## START PAGE TEXT

Bronze Layer — Raw Ingestion
The bronze layer stores data exactly as received. Think of it as the original source of truth — immutable, append-only, with full auditability.
# Simulating bronze layer ingestion
from datetime import datetime
import json
def ingest_to_bronze(source, raw_data, ingestion_time=None):
"""Store raw data with metadata envelope."""
if ingestion_time is None:
ingestion_time = datetime.utcnow()
bronze_record = {
"_source": source,
"_ingested_at": ingestion_time.isoformat(),
"_year": ingestion_time.year,
"_month": ingestion_time.month,
"_day": ingestion_time.day,
"_data": raw_data,
}
# In reality: write to S3/ADLS partitioned by year/month/day
print(f"[Bronze] Ingested {len(str(raw_data))} bytes from {source}")
return bronze_record
# Example: raw clickstream event
click_event = {
"user_id": "u123",
"page": "/tutorials/python",
"timestamp": "2026-06-20T10:30:00Z",
"raw_headers": {"user_agent": "Mozilla/5.0 ..."},
}
bronze = ingest_to_bronze("dodatech_clickstream", click_event)
print(json.dumps(bronze, indent=2))Expected output:
[Bronze] Ingested 132 bytes from dodatech_clickstream
{
"_source": "dodatech_clickstream",
"_ingested_at": "2026-06-20T...",
"_year": 2026,
"_month": 6,
"_day": 20,
"_data": {"user_id": "u123", "page": "/tutorials/python", ...}
}Silver Layer — Cleansed & Validated
The silver layer applies cleaning, deduplication, type casting, and validation. Data here is queryable and reliable.

## END PAGE TEXT
## START ENTRIES SHOWN

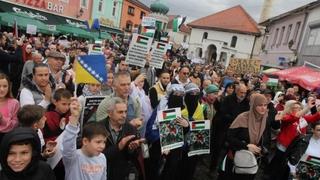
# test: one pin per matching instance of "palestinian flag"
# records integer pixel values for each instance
(161, 46)
(314, 160)
(198, 125)
(142, 40)
(15, 29)
(169, 114)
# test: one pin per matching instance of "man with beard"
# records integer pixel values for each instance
(38, 87)
(158, 91)
(193, 112)
(164, 165)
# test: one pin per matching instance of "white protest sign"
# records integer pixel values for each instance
(31, 29)
(148, 21)
(138, 50)
(171, 134)
(199, 138)
(158, 51)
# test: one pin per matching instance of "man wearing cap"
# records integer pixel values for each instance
(211, 94)
(62, 78)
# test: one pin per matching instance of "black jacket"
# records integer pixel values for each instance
(36, 169)
(230, 108)
(118, 161)
(10, 59)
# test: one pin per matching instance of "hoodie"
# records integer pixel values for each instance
(36, 169)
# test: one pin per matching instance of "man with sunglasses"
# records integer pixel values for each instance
(183, 76)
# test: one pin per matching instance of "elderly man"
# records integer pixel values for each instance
(28, 66)
(183, 76)
(61, 77)
(121, 87)
(121, 148)
(37, 87)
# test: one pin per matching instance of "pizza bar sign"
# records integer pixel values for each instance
(55, 7)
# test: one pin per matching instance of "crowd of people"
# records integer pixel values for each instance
(40, 103)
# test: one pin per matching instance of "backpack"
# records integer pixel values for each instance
(245, 162)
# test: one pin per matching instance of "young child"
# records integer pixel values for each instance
(19, 157)
(32, 116)
(57, 114)
(87, 163)
(9, 106)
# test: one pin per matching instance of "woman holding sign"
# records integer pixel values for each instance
(164, 164)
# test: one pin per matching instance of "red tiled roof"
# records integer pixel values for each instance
(234, 19)
(140, 4)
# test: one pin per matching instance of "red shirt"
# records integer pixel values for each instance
(289, 125)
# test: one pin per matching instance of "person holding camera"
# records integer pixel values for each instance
(247, 132)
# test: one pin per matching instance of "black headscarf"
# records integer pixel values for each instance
(20, 134)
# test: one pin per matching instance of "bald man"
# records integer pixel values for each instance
(28, 65)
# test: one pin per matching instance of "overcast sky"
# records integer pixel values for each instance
(195, 9)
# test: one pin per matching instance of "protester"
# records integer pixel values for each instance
(57, 114)
(28, 66)
(38, 87)
(32, 116)
(158, 91)
(87, 163)
(122, 147)
(9, 106)
(291, 127)
(20, 157)
(246, 132)
(121, 87)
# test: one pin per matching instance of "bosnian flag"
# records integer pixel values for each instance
(314, 160)
(169, 114)
(198, 125)
(161, 46)
(142, 40)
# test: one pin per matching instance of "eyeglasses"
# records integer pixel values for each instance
(178, 93)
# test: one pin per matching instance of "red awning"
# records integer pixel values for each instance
(307, 78)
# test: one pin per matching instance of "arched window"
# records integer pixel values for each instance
(204, 36)
(234, 41)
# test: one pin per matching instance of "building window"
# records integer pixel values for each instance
(131, 10)
(114, 8)
(142, 14)
(185, 38)
(128, 26)
(314, 37)
(234, 41)
(204, 36)
(286, 40)
(281, 35)
(84, 4)
(275, 37)
(100, 6)
(296, 31)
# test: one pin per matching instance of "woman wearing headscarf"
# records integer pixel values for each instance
(20, 157)
(293, 123)
(247, 132)
(160, 165)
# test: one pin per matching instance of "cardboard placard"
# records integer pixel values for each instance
(199, 137)
(171, 134)
(138, 50)
(244, 66)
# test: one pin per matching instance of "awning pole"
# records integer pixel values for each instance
(310, 64)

## END ENTRIES SHOWN

→ **COMPLETE THE FOLLOWING**:
a) According to the text on bronze and silver data layers, what four things does the silver layer apply?
b) Carry on the text on bronze and silver data layers from its last sentence.
This data has no connection to the text on bronze and silver data layers.

→ **ANSWERS**:
a) Cleaning, deduplication, type casting, and validation.

b)
-- Example: Bronze to Silver transformation
CREATE OR REPLACE VIEW silver.clickstream_clean AS
SELECT
_data:user_id::STRING AS user_id,
_data:page::STRING AS page_path,
_data:timestamp::TIMESTAMP AS event_time,
SPLIT_PART(_data:page::STRING, '/', 2) AS category,
_year,
_month,
_day
FROM bronze.clickstream_raw
WHERE _data:user_id IS NOT NULL
AND _data:page IS NOT NULL;Gold Layer — Business Aggregations
The gold layer contains aggregated, business-ready datasets for dashboards and ML.
# Simulating gold layer aggregation
from collections import defaultdict
from datetime import datetime, timedelta
import random
def aggregate_gold(clickstream_events):
"""Aggregate page views by category per hour."""
hourly = defaultdict(lambda: defaultdict(int))
for event in clickstream_events:
hour_key = event["event_time"].strftime("%Y-%m-%d %H:00")
hourly[hour_key][event["category"]] += 1
return hourly
# Simulate cleaned silver events
now = datetime.utcnow()
silver_events = [
{"user_id": f"u{random.randint(1,100)}",
"page": f"/{random.choice(['python','java','docker','kafka'])}/tutorial",
"event_time": now - timedelta(hours=random.randint(0, 24)),
"category": random.choice(['python','java','docker','kafka'])}
for _ in range(100)
]
gold = aggregate_gold(silver_events)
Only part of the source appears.